**Exercise requirements**
[a] According to the Chaga article, in what year was Fiddlehead Heaven Forest Products established?
[b] List every type of harvester that the Chaga article names.

**Passage**
---

Harvesting Chaga Mushrooms: the Good, the Bad, and the Ugly
To say I've been harvesting Chaga mushrooms for a long time is an understatement.
I have been an avid wild foods forager (you have no choice when trying to feed a family of 15 in those days) since 1960, a mushroom hunter since 1987, and a professional hunter and buying agent for larger mushroom companies on the Pacific northwest coast since 1997. In 2006, when I returned to my home in New Brunswick Canada, I established Fiddlehead Heaven Forest Products. We were the first company in North America to harvest and offer Chaga in its natural form on the web to Canada and the USA and the rest of the world.
As a mushroom buying agent and harvester for some of the largest mushroom companies in the world in some of the very most remote areas of North America, I have seen all the nasty tricks that some of the most unscrupulous people will try to get away with when it comes to selling their mushrooms and other wild harvested products. And this is where the consumer needs a professional, to protect you from some of the people who harvest these products!
Harvesting Chaga Mushrooms: 3 Types of Harvesters
I have a saying that goes like this: I know everything I need to know about a harvester just by looking in the basket of mushrooms or other wild harvested products they bring to me. What they bring will tell me what type of harvester they are.
The Good: This person has done this before and their pride and integrity for quality shows in how clean and perfect their product is.
The Bad: This person has never done this before and requires some training!
The Ugly: This is the worst kind of harvester. This person is experienced and knows how to do it right, but just doesn't care at all about quality, how their product looks, or what they pick. They do it for the money only. Although they would never feed their product to their own family, they would (and do) try to sell it to yours just for the money.
I hate to say this folks, but this is also true for some Chaga harvesters I have come across here and in other parts of North America. And this is where a buyer of wild mushrooms has to be on their toes.

---

**Records supplied**
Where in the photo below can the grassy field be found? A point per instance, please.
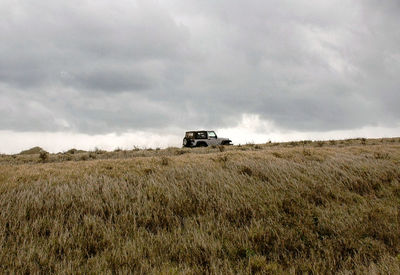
(300, 207)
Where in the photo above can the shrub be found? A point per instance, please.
(165, 161)
(43, 156)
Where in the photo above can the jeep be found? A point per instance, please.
(203, 139)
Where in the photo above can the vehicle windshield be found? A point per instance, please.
(212, 134)
(201, 135)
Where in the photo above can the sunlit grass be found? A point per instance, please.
(318, 207)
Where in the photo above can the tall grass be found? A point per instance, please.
(288, 208)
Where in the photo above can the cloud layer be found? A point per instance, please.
(99, 67)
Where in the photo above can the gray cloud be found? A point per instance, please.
(99, 67)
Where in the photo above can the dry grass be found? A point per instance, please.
(316, 207)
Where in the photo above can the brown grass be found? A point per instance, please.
(269, 209)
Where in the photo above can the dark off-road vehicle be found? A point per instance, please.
(203, 139)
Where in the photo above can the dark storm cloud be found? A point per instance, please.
(101, 66)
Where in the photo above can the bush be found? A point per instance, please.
(43, 156)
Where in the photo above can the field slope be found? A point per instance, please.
(316, 207)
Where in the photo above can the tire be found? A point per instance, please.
(187, 142)
(201, 144)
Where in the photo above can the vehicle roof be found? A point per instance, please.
(200, 131)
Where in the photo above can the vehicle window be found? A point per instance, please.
(212, 134)
(201, 135)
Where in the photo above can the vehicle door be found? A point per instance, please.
(212, 138)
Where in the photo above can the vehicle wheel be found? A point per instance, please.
(187, 142)
(201, 144)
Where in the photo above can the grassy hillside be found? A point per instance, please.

---

**Task solutions**
[a] 2006

[b] The Good, The Bad, The Ugly